[Opening Provided text section]

Im not sure about catching them but remember that they are protected and illegal to harvest..they are prehistoric fish


----------



## wetaline (Oct 16, 2007)

I have read quite a bit about trying to fish for sturgeon in the rivers and this is what I have found out.

When the sturgeon move up into the rivers from the bays, they are heading up river to spawn and do not feed. Thats not to say they are impossible to catch, but it would make it very difficult. I'm not sure if they stage in the mouth of the river before they move up to spawn, but that would be the time to try and catch them. Even if you do catch one, you gotta release it, and other than the eggs, I don't think they have much food value.


----------



## Drainage Girl (Jun 15, 2008)

Thanks for the spell check...hard to type with 2 toddlers in your lap  hehe

Great info...thanks again...happy fishin'


----------



## mikey (Jun 28, 2008)

did you find a place yet


----------



## mikey (Jun 28, 2008)

mullet is really good if you cook it the right way


----------



## mikey (Jun 28, 2008)

were the fish like jumpin 6 ft each time they jumped


----------



## redfishin'JR (Jun 18, 2008)

You can buy live shrimp at Jims Fish Camp right on the causeway. It's been a while since I've been there, but I used to get bull minnows there also and caught a few redfish on them.


----------



## Halfmoon (Oct 3, 2007)

Mullet very easy to catch on hook and line. You just have to chum them with oat meal.But wet oat meal.

Use a small hair hook with a pcs of white grub plastic bait. Use asmall cork float and use a split shot weight for casting.Or you canget some cotton balls and put it on the hook. Most important thing is to chum them up. Very hard fighting fish when hooked.

But I would not eat the ones up inside.


----------

[Closing Provided text section]
[Opening Material supplied section]

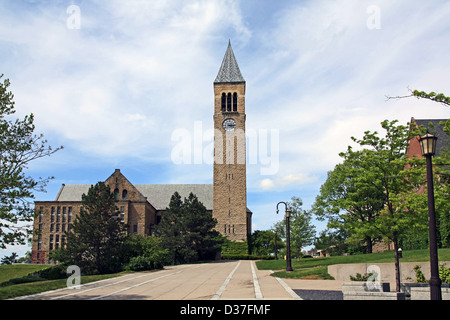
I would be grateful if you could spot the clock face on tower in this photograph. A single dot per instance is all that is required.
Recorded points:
(229, 124)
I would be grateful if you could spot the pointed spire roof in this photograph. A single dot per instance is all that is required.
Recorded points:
(229, 70)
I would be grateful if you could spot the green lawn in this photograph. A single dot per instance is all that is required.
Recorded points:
(8, 272)
(316, 268)
(11, 271)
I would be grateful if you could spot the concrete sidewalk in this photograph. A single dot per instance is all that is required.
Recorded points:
(300, 284)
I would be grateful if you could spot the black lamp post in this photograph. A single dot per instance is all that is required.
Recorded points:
(428, 146)
(288, 238)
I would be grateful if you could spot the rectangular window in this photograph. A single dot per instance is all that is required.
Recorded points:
(40, 242)
(122, 213)
(51, 242)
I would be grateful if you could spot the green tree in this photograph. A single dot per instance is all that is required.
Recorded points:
(18, 147)
(263, 242)
(96, 240)
(302, 230)
(349, 202)
(386, 178)
(144, 252)
(10, 259)
(187, 229)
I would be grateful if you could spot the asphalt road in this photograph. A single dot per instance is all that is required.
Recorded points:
(233, 280)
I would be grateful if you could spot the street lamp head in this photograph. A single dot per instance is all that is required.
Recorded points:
(428, 144)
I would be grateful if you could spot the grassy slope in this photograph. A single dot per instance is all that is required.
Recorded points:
(8, 272)
(316, 268)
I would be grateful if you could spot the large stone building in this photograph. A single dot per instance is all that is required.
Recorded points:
(142, 207)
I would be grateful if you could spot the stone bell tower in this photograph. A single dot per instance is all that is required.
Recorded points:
(229, 186)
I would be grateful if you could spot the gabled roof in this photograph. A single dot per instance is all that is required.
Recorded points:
(229, 70)
(158, 195)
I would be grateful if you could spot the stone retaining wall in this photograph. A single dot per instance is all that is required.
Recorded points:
(385, 270)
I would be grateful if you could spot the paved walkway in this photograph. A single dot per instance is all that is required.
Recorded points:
(232, 280)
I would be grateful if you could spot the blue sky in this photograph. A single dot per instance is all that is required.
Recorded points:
(114, 80)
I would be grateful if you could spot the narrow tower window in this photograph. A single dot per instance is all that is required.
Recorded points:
(224, 102)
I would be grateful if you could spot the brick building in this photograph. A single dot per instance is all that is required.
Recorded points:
(141, 207)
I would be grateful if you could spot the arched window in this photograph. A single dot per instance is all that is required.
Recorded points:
(224, 102)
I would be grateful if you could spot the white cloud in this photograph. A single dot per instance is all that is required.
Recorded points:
(135, 72)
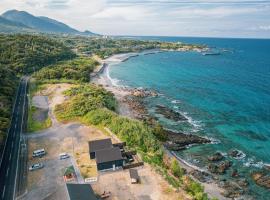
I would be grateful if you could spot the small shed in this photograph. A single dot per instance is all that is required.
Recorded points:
(108, 159)
(80, 192)
(97, 145)
(134, 176)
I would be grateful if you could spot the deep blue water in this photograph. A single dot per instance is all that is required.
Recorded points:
(226, 97)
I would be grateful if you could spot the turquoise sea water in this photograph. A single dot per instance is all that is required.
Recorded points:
(226, 97)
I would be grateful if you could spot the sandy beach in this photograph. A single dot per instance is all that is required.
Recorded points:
(103, 78)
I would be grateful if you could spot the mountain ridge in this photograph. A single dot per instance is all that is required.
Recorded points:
(16, 19)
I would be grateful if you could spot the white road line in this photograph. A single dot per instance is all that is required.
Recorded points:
(3, 194)
(7, 172)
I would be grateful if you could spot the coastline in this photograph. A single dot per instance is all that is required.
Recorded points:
(101, 77)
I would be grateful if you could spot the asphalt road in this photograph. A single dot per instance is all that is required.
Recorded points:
(10, 160)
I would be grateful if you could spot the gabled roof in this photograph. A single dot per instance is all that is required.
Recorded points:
(80, 192)
(96, 145)
(107, 155)
(133, 173)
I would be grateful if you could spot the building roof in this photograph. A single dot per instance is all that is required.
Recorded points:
(107, 155)
(133, 173)
(96, 145)
(80, 192)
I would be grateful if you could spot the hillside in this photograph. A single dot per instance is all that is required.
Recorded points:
(22, 54)
(37, 24)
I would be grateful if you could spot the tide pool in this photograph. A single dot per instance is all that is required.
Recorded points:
(225, 97)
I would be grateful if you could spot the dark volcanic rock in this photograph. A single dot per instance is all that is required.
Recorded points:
(169, 113)
(219, 168)
(216, 157)
(261, 179)
(179, 141)
(236, 154)
(232, 189)
(202, 176)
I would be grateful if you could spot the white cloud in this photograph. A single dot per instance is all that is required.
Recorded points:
(154, 17)
(265, 28)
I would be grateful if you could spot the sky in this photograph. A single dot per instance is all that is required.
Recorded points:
(204, 18)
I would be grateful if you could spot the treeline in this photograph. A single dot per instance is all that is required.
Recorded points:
(75, 70)
(8, 84)
(104, 47)
(93, 105)
(23, 54)
(28, 53)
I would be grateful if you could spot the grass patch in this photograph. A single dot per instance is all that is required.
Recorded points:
(33, 125)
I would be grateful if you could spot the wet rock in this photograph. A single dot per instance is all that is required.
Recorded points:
(169, 113)
(179, 141)
(202, 176)
(139, 92)
(235, 173)
(216, 157)
(262, 179)
(242, 182)
(220, 168)
(231, 189)
(236, 154)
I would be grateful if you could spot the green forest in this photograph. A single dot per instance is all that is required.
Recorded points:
(75, 70)
(19, 55)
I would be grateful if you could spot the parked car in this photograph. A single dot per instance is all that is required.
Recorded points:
(63, 156)
(36, 166)
(39, 153)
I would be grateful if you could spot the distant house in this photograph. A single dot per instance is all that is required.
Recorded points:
(80, 192)
(97, 145)
(107, 159)
(133, 173)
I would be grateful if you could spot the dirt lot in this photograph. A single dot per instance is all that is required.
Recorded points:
(47, 183)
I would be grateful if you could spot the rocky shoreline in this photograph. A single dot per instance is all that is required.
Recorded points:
(131, 104)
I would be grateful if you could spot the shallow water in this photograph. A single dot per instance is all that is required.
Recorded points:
(225, 97)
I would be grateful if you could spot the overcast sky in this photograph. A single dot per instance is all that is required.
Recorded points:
(216, 18)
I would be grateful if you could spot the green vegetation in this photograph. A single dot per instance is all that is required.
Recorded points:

[Closing Material supplied section]

## [Problem description]
List every distinct username that appears as a post header in the fishing thread, naming each only once.

## [Result for this task]
wetaline, Drainage Girl, mikey, redfishin'JR, Halfmoon